REQUIRED ACTION: The answer must be an exact transcription of every record.

Dataset excerpts:
*** Begin section ***
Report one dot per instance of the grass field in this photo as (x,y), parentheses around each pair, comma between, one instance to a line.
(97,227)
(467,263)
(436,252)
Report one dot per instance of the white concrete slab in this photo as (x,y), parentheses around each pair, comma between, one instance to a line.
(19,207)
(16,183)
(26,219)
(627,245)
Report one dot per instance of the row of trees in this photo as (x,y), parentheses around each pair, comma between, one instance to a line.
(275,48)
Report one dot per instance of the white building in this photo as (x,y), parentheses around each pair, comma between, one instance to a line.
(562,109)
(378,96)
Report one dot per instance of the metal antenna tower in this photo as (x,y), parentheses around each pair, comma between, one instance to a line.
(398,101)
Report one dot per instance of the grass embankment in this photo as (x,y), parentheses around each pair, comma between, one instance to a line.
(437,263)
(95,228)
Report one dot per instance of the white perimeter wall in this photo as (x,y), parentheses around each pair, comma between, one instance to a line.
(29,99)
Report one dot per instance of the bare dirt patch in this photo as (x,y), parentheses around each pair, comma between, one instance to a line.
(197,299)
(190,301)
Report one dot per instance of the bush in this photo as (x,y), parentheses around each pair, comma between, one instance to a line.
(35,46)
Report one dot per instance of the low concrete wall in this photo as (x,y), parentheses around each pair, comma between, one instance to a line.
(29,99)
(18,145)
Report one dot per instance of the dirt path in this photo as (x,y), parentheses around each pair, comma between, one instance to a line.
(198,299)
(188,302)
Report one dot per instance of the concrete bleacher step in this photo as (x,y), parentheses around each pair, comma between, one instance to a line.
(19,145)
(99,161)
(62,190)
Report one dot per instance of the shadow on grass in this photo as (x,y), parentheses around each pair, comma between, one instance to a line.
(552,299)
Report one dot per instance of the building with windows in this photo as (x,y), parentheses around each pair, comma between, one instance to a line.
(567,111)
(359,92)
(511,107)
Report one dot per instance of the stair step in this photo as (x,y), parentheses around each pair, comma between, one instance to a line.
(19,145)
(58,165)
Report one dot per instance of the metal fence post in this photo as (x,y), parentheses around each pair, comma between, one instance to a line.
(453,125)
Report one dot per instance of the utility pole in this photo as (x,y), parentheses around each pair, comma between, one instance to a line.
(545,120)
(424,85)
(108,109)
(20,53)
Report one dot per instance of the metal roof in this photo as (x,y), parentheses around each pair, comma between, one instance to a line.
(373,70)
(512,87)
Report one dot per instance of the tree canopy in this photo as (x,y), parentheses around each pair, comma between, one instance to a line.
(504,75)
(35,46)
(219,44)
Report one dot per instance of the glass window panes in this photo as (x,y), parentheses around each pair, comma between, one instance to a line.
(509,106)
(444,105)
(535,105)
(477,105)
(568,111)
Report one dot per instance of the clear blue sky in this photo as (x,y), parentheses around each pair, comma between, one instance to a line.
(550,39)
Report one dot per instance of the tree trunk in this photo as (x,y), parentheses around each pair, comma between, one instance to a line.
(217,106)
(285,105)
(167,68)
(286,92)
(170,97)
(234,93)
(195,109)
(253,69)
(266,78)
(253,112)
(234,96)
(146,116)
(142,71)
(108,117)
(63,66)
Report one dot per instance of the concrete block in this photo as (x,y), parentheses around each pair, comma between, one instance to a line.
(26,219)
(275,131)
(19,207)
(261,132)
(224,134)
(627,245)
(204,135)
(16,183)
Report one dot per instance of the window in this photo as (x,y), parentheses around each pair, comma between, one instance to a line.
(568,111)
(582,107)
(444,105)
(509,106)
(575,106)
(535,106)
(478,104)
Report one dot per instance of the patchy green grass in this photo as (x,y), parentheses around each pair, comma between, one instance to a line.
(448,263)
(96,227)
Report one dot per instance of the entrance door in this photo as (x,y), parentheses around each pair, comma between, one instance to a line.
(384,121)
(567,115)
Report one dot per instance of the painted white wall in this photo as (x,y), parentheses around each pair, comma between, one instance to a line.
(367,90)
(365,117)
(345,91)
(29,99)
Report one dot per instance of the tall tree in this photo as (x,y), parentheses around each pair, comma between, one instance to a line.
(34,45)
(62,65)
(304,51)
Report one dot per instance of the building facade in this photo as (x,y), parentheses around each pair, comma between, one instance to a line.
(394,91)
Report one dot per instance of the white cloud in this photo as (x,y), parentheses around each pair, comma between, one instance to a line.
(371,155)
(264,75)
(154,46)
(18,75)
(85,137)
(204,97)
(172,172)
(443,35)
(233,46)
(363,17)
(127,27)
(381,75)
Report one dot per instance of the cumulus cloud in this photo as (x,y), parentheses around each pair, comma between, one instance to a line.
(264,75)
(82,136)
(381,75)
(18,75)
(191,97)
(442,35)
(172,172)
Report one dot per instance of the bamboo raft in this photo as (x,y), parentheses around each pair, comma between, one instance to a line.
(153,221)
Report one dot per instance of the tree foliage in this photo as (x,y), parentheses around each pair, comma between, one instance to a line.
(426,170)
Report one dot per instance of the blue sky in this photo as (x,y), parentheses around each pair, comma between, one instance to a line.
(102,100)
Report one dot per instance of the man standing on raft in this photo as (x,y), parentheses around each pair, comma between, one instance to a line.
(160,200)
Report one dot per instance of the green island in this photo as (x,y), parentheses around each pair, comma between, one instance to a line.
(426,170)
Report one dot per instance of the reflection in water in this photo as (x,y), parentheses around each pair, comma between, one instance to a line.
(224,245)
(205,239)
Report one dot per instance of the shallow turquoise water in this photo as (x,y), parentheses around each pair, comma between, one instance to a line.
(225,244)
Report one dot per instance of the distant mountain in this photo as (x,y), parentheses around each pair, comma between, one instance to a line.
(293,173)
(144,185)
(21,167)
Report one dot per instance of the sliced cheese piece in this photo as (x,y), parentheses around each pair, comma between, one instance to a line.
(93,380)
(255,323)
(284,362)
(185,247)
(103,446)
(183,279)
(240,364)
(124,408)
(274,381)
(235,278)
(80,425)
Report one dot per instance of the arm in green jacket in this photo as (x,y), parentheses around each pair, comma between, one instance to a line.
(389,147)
*** End section ***
TASK OUTPUT:
Report one dot per instance of the grass field in this photo as (x,y), parentheses around each pair, comma between, one instance to a line.
(97,227)
(467,263)
(436,252)
Report one dot per instance of the white concrete slab in this photo as (x,y), parentheses around each pair, comma between, one instance to a line.
(19,207)
(16,183)
(26,219)
(627,245)
Report one dot per instance of the row of trees in this photo as (x,y), parentheses around each pair, comma between, one instance to a line.
(275,48)
Report one dot per instance of the white building in this photo as (x,y), parentheses around each pair, comma between, one instance to a line.
(562,109)
(378,96)
Report one dot per instance of the metal antenna tower in this photo as (x,y), parentheses around each pair, comma between, one instance to a line.
(398,101)
Report one dot per instance of the grass embankment in this photo as (x,y), parentheses around each pair, comma between, one instance to a line.
(437,263)
(95,228)
Report one dot per instance of the white perimeter wall in this photo as (x,y), parentheses around each pair, comma between, one instance to a line.
(29,99)
Report one dot per instance of the bare dirt patch in this photo as (x,y), parentheses around each pair, comma between, one instance to a line.
(197,299)
(190,301)
Report one dot per instance of the bush in this photo as (x,y), parentheses around each pair, comma between, one instance to a line.
(35,46)
Report one dot per instance of the low concrete wall in this photo as (x,y), parentheses around each pair, comma between, one instance to a line.
(29,99)
(18,145)
Report one dot per instance of the dirt path in this photo as (x,y), parentheses around each pair, comma between, one instance to a line.
(198,299)
(188,302)
Report one dot per instance of the concrete bleacher step in this photo as (x,y), parentheses around each pair, comma between, one instance to a line.
(19,145)
(99,161)
(62,190)
Report one dot per instance of the shadow on grass in this photo as (x,y), parentheses around each pair, comma between, one instance to a line.
(552,299)
Report one dot per instance of the building with windows in this photo as (x,y), parentheses around each pair, comma between, one instance to a line.
(567,111)
(359,92)
(511,107)
Report one dot per instance of the stair step in this photo as (x,y), parentheses around each pair, comma between, one instance to a line.
(19,145)
(58,165)
Report one dot per instance of the metal fence post in this photo as (x,y), parentheses around each pair, comma between, one instance to a line.
(453,125)
Report one dot per instance of the utility pole in this photo as (x,y), parentheses around each pair, comma between, one instance to a line.
(545,120)
(424,85)
(108,109)
(20,53)
Report one dot per instance of the metal roof in this photo as (x,y), parentheses around each pair, comma between, one instance to a line.
(373,70)
(512,87)
Report one dot per instance of the tree canopy in this photo as (x,y), parentheses around each pair, comma between, one instance to a line.
(504,75)
(35,46)
(219,44)
Report one dot per instance of the glass window panes in this photo as (x,y), parentheses around each pair, comma between, one instance to a line.
(509,106)
(444,105)
(535,105)
(477,105)
(568,111)
Report one dot per instance of the clear blue sky in this photo as (x,y), parentheses around each pair, comma between, one instance to a line.
(550,39)
Report one dot per instance of the tree trunk in this photo as (x,y), parentheses around each pair, comma between, one instance to a line.
(217,106)
(285,105)
(167,68)
(286,92)
(170,97)
(234,93)
(195,109)
(253,69)
(266,78)
(253,112)
(234,96)
(146,116)
(142,71)
(108,117)
(63,66)
Report one dot per instance of the concrete block in this photo as (x,y), parentheses around each pair, comma between, one instance to a line.
(26,219)
(275,131)
(19,207)
(261,132)
(224,134)
(627,245)
(204,135)
(16,183)
Report one dot per instance of the window in this photo as (x,y), parentheses around each pair, comma between, one instance to a line.
(568,111)
(582,107)
(444,105)
(509,106)
(575,106)
(535,106)
(478,104)
Report one dot per instance of the patchy green grass in this photo as (x,y), parentheses around each pair, comma between, one instance to a line.
(448,263)
(96,227)
Report one dot per instance of the entrance door in this photo as (x,y), parentheses around each pair, comma between, one instance to a line.
(384,121)
(567,115)
Report one dot per instance of the painted white wall in this photo as (x,y), parentheses around each pair, comma between, one instance to a line.
(367,90)
(365,117)
(345,91)
(29,99)
Report one dot per instance of the tall tree in this photo as (x,y), parentheses around each pair, comma between, one instance to a line.
(34,45)
(62,65)
(304,51)
Report one dot per instance of the building facade in this photo as (x,y), parentheses around each pair, comma between, one instance to a line.
(394,91)
Report one dot per instance of the white cloud in this photo as (x,y), parentheses around each pair, comma between, one instance to a line.
(371,155)
(264,75)
(154,46)
(18,75)
(85,137)
(204,97)
(172,172)
(443,35)
(233,46)
(363,17)
(127,27)
(381,75)
Report one dot per instance of the cumulus cloud in this photo as (x,y), parentheses around each pair, comma between, one instance to a line.
(264,75)
(82,136)
(381,75)
(18,75)
(191,97)
(442,35)
(172,172)
Report one dot per instance of the bamboo raft in this photo as (x,y), parentheses around each pair, comma between, one instance to a line.
(153,221)
Report one dot per instance of the tree foliage in this photo as (x,y), parentheses around each pair, comma between, one instance to a line.
(426,170)
Report one dot per instance of the blue sky in this photo as (x,y), parentheses around each pair, comma between, one instance to a line.
(102,100)
Report one dot per instance of the man standing on raft in this photo as (x,y), parentheses around each pair, comma between, one instance to a line.
(160,200)
Report one dot per instance of the green island in this photo as (x,y), parentheses around each pair, comma between, one instance to a line.
(426,170)
Report one dot per instance of the reflection in water in this photo as (x,y), parentheses around each pair, comma between, one instance to a line.
(224,245)
(205,239)
Report one dot per instance of the shallow turquoise water in this photo as (x,y), parentheses around each pair, comma between, one instance to a line.
(225,244)
Report one dot per instance of the distant mountain in this photo as (x,y), parentheses around each pair, comma between, one instance to a line.
(293,173)
(144,185)
(21,167)
Report one dot per instance of the sliced cheese piece in this photo as (x,y), parentheses around each pair, comma between, one instance to a line.
(93,380)
(255,323)
(284,362)
(185,247)
(103,446)
(183,279)
(240,364)
(124,408)
(274,381)
(235,278)
(80,425)
Report one dot per instance of the arm in green jacket in this photo as (x,y), parentheses around each pair, comma between, one instance to a line.
(389,147)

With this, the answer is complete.